Written instruction
Please rewrite only the rows starting at the line containing "Do you see the white" and ending at the end of the rows, keeping the requests, and scale every bounding-box coordinate in the answers by 2.05, rounding to whole numbers with halves rounded up. Leave all numbers in the requests and their format samples unchanged.

Material provided
^^^^

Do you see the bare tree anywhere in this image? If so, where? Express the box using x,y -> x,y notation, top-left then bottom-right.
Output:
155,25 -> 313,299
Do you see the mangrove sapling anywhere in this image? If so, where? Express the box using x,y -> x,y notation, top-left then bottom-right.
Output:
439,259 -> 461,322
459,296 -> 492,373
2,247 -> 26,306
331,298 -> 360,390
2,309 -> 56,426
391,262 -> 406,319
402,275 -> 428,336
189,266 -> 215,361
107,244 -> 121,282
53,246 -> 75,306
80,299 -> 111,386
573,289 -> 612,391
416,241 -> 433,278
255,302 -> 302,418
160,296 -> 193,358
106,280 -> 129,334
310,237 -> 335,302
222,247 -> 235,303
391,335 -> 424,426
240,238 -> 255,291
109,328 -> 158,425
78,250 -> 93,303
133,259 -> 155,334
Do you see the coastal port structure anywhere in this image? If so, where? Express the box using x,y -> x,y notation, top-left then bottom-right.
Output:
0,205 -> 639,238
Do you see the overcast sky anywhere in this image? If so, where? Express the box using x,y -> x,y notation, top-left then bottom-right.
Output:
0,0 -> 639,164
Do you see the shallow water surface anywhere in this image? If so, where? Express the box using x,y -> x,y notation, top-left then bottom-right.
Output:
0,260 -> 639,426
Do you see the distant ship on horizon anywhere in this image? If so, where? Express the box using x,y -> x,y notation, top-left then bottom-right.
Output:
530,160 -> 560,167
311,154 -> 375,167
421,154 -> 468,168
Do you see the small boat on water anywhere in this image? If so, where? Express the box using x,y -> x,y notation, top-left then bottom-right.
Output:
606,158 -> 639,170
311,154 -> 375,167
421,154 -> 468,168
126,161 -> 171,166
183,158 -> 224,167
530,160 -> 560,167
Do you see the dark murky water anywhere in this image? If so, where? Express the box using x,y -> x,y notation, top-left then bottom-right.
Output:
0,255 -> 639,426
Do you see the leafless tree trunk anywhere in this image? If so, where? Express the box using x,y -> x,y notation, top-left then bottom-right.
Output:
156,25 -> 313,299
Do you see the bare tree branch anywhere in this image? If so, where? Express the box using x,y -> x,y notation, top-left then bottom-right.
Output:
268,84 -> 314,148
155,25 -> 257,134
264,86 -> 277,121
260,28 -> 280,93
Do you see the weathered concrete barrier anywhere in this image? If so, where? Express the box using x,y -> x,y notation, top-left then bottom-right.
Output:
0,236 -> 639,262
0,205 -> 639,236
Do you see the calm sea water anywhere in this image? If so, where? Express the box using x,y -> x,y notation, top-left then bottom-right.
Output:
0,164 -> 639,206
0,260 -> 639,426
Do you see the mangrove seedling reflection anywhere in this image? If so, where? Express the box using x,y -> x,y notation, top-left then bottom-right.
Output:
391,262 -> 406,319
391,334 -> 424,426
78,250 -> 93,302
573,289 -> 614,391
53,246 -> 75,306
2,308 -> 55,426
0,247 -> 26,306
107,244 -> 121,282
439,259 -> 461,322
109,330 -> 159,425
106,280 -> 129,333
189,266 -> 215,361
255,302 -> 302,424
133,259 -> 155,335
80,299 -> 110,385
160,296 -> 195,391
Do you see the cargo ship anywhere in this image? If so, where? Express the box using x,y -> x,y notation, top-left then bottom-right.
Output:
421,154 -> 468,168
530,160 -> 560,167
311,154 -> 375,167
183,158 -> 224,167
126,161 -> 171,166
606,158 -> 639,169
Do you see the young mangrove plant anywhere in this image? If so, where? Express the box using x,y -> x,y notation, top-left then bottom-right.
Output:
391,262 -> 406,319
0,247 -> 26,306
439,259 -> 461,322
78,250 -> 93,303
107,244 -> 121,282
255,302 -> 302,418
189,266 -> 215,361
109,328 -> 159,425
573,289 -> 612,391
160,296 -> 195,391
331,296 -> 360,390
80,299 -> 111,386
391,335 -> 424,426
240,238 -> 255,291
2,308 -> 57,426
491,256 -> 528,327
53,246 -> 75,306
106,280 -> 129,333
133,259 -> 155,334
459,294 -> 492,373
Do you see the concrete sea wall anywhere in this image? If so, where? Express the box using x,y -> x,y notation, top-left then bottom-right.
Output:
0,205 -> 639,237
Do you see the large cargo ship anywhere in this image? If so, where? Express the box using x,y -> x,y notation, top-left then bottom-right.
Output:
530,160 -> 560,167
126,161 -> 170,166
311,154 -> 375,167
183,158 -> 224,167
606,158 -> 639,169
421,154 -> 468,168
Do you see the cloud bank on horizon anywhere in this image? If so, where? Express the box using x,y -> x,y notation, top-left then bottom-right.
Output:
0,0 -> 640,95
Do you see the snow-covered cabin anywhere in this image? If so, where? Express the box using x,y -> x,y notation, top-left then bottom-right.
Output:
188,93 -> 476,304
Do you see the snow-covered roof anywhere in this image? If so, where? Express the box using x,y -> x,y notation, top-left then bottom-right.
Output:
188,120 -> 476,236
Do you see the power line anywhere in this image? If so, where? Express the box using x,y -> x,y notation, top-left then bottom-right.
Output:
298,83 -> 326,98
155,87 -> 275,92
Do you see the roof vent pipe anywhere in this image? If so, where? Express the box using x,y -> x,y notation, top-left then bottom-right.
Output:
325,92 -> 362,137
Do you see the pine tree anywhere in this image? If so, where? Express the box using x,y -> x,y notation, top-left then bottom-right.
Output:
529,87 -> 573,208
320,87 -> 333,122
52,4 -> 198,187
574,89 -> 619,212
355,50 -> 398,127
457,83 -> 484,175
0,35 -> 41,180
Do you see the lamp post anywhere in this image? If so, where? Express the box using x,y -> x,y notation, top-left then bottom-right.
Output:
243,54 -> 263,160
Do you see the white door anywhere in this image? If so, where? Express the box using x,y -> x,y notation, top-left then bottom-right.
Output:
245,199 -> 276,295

^^^^

Response for this exercise
Do you see the white door anywhere in this image? If so, where? Express the box using x,y -> x,y notation, top-left then bottom-right.
Output:
502,408 -> 566,605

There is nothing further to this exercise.